- WHAT YOU ARE ASKED TO DO
Copy out the whole dental extraction text word for word.

DOCUMENT EXTRACT: Begin

Dental Services



We do whatever we can to prevent tooth loss, but there are still some occasions when a tooth needs to be extracted, such as the following:

  • Severe decay
  • Advanced gum disease
  • Infection or abscess
  • Orthodontic correction
  • Malpositioned teeth
  • Fractured teeth or roots
  • Impacted teeth

We only suggest an extraction after careful examination and x-rays to understand the shape and position of the tooth and surrounding bone. We are equipped to handle the vast majority of extractions in our office, but if there are extraordinarily high risks or concerns, we may refer you to an oral surgeon.

After an extraction, the site is usually sore for about three days. This can be minimized by following the instructions given just after the procedure.

The most common complication that can happen after an extraction is a dry socket, in which the clot falls out of the socket too early. The site continues to heal normally, but the underlying bone is exposed as it heals, sending a pain that usually radiates up the side of the jaw. The good news about dry sockets is that they are easy to treat. We numb the area, rinse out any debris, and place a small sponge made out of a natural protein that covers and protects the bone. In most cases, the pain is gone within half an hour.

One way to prevent dry sockets and promote rapid healing is called ridge preservation. In ridge preservation, we place a special kind of stiff sponge into the socket immediately after removing the tooth. The sponge is contains collagen, so the gums can stick to it as they heal. It also contains hydroxyapatite, the mineral bone is made of, so it gives bone cells the raw materials they need to fill the empty space. Ridge preservation can keep the gums from rapidly shrinking after an extraction, so it’s an important step to preserve a good foundation for a dental implant, especially for front teeth.

DOCUMENT EXTRACT: End
RECORDED DATA: Begin

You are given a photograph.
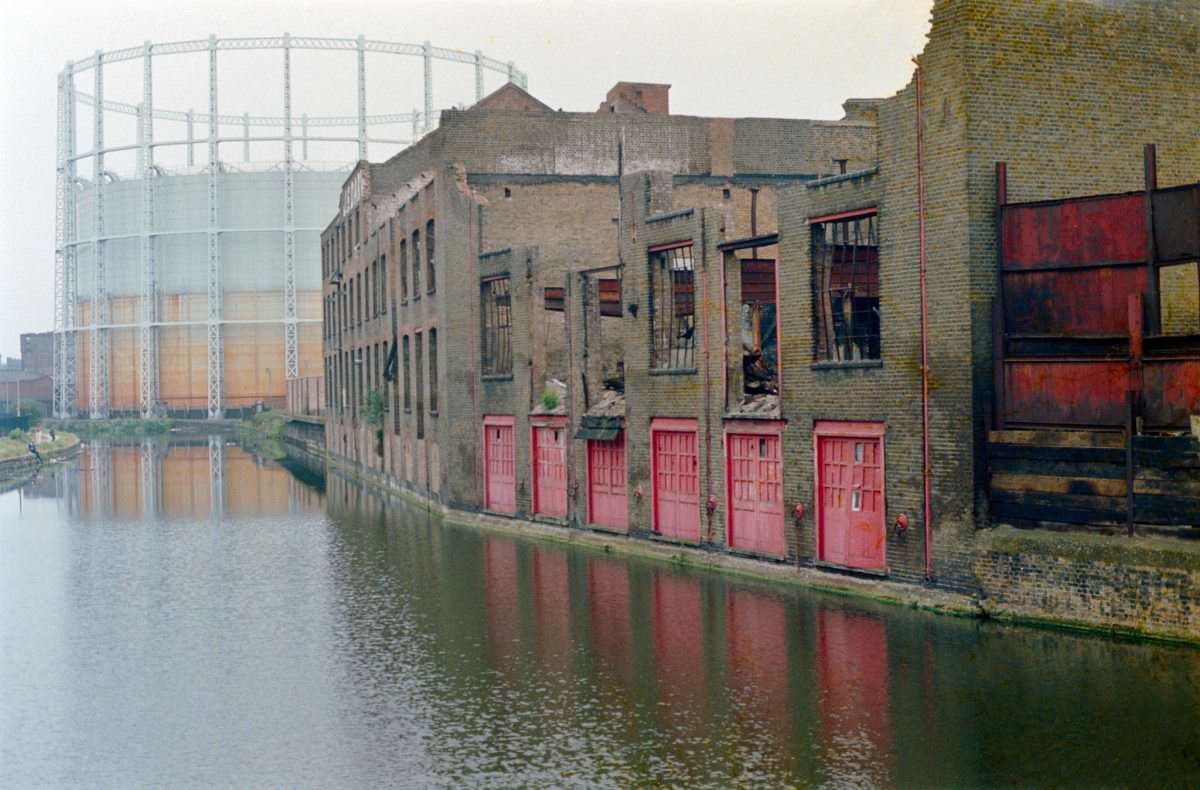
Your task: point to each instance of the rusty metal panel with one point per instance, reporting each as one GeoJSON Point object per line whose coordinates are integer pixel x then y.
{"type": "Point", "coordinates": [1171, 391]}
{"type": "Point", "coordinates": [1069, 303]}
{"type": "Point", "coordinates": [1108, 228]}
{"type": "Point", "coordinates": [1066, 391]}
{"type": "Point", "coordinates": [1177, 223]}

RECORDED DATA: End

- RESULT OF THE TASK
Dental Services



We do whatever we can to prevent tooth loss, but there are still some occasions when a tooth needs to be extracted, such as the following:

  • Severe decay
  • Advanced gum disease
  • Infection or abscess
  • Orthodontic correction
  • Malpositioned teeth
  • Fractured teeth or roots
  • Impacted teeth

We only suggest an extraction after careful examination and x-rays to understand the shape and position of the tooth and surrounding bone. We are equipped to handle the vast majority of extractions in our office, but if there are extraordinarily high risks or concerns, we may refer you to an oral surgeon.

After an extraction, the site is usually sore for about three days. This can be minimized by following the instructions given just after the procedure.

The most common complication that can happen after an extraction is a dry socket, in which the clot falls out of the socket too early. The site continues to heal normally, but the underlying bone is exposed as it heals, sending a pain that usually radiates up the side of the jaw. The good news about dry sockets is that they are easy to treat. We numb the area, rinse out any debris, and place a small sponge made out of a natural protein that covers and protects the bone. In most cases, the pain is gone within half an hour.

One way to prevent dry sockets and promote rapid healing is called ridge preservation. In ridge preservation, we place a special kind of stiff sponge into the socket immediately after removing the tooth. The sponge is contains collagen, so the gums can stick to it as they heal. It also contains hydroxyapatite, the mineral bone is made of, so it gives bone cells the raw materials they need to fill the empty space. Ridge preservation can keep the gums from rapidly shrinking after an extraction, so it’s an important step to preserve a good foundation for a dental implant, especially for front teeth.